### PASSAGE

Poultry Help Amidst Pandemic Conditions

In this tough time for the agricultural industry and country as whole, producers are likely facing challenges within their poultry operations on their farms. With current social distancing practices, it can be difficult to know how to access help for issues that arise. However, our poultry staff remains ready to assist producers in need. We are willing to make special considerations if barns need to be walked, and solutions need to be found for issues that arise. Our field marketers, nutritionists, technical service staff, and veterinarians are still working, although communication may be in a different form and involve less social interaction. We are still available to take calls, and best assist you with your current situation. We work together as a team to answer your questions and determine the best solutions for your problems.

The most important question for producers is at what point do they make that call for help. This can be a difficult question to answer. Some producers call when a minor issue arises, while others wait until it is too late. When in doubt, it is best to be make the call early as that can  prevent issues from getting out of control.

How can a Veterinarian help?
A Vet is a vital resource to the success of the poultry farmer’s bottom line. They can help with flock health diagnostics bio security, day-to-day management, diagnosing and treating unhealthy birds, and other issues that may arise. Often when producers see that the health or activity of their flock is starting to decline, they take one of two paths. Either they choose to ignore the concern hoping that it resolves on its own, which works in some cases, or they immediately start medicating their birds, which is not the answer to the issue. Due to changes in antibiotic regulations, most antibiotics used must be signed off and scripted by a veterinarian. Vets will help you develop the best treatment plan possible to address health issues with your flock.

There are other examples of actions which should not be taken. Again, it is never a good idea to treat your flock with antibiotics without veterinarian advice. What may work for the flock at the time could potentially harm future flocks. Remember that veterinarians are experts on antibiotics and when to use them. You may have been raising birds for a long time and developed a wealth of experience and knowledge about medications. However, a veterinarian has current industry knowledge about medications and disease and can apply their current experiences with other operations and customers to provide you with best practice advice.

How can nutritionists and technical service assist producers?
Nutritionists and technical service staff assist producers with management issues, production goals, feed problems, and various other issues. they can be an asset to the day-to-day successful operation of your farm. These individuals can provide industry advice to help your farm become profitable and hit your production goals to improve your overall bottom line. It is important to ask for help when you have questions early, so that timely solutions can be made available.

### TASK DESCRIPTION
Continue the article on getting poultry help during the pandemic, starting right after its final sentence. The listing that follows is not needed for this work.

### SOURCE DATA
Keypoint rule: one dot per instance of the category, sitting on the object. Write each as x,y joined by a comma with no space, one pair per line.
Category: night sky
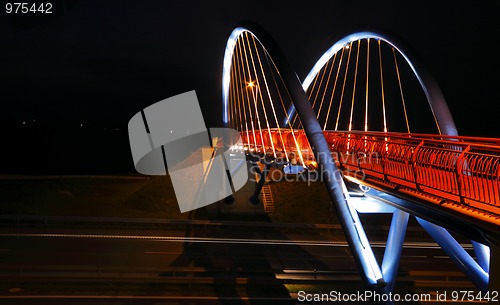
76,77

### ANSWER BOX
What you do when you see health changes in your flock can be vital. First, you should assess the situation by looking at all factors. Things to consider are mortality compared to previous days, feed intake, water intake, and the environment. If all these factors seem relatively normal, monitor the situation by tracking the birds for the next few days. A major factor to bird health is air quality; always keep ventilation in mind, and good bio-security protocols can help clean up simple issues. If a situation like well-below normal water and feed intake occurs, there is abnormal bird mortality for multiple days, or your birds just don’t seem to be doing well for a long stretch of time do not wait to call for help as a major issue could exist with your flock.

In some situations, waiting a day to see if a trend has begun is a good idea. A prime example is a very small increase of mortality; if in one  day you lose three birds out of a flock of 10,000, yet lost no bird the day before, you can wait a day to see if the mortality changes the next day. Remember that it is normal to realize some mortality when starting or after moving birds. In these situations it is best to make sure your
birds are eating, drinking, and looking healthy. If you see a rise mortality over the next few days, or anything else seems out of the ordinary, it is time to seek help from a veterinarian.

The right moment to call for help is not always going to be the same. As a responsible producer, you know your operation better than anyone. You see your birds every day and know your flock better than anyone else. The best time to call for help is when you are concerned; if you are concerned, we are concerned. Remember that calling early and getting your issues resolved is going to pay off down the road!